(Stored data)
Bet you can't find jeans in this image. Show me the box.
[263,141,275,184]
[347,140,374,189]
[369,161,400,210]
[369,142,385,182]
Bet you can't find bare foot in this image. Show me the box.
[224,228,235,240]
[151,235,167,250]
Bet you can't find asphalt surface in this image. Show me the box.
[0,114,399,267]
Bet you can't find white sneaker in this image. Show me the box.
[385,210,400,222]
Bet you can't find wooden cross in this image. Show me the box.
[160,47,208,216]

== Problem to work on ==
Write out every one of the entries above, keeping each line identical to the original.

== Finished exercise ==
Bet you can't find jeans in this image. Show me the box.
[263,141,275,184]
[347,140,374,189]
[369,161,400,210]
[369,142,385,182]
Bet you can't find bare foot in this image. Show me the box.
[224,228,235,240]
[151,235,167,250]
Bet you can't find asphalt surface in this image. Show me the box.
[0,114,399,267]
Bet you can't find white sneaker in this image. Show me the box.
[385,210,400,222]
Bet you can't find wooden cross in this image. Show me the box.
[160,47,208,216]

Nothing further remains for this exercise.